### Your instructions
Substitute "label" for every occurrence of "phrase" in the rows below, and write the rows out again with nothing else changed.

### Raw records

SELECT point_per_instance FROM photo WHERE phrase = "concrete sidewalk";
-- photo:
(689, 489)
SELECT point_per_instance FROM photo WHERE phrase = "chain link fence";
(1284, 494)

### Problem solution
SELECT point_per_instance FROM photo WHERE label = "concrete sidewalk";
-- photo:
(689, 489)
SELECT point_per_instance FROM photo WHERE label = "chain link fence";
(1284, 494)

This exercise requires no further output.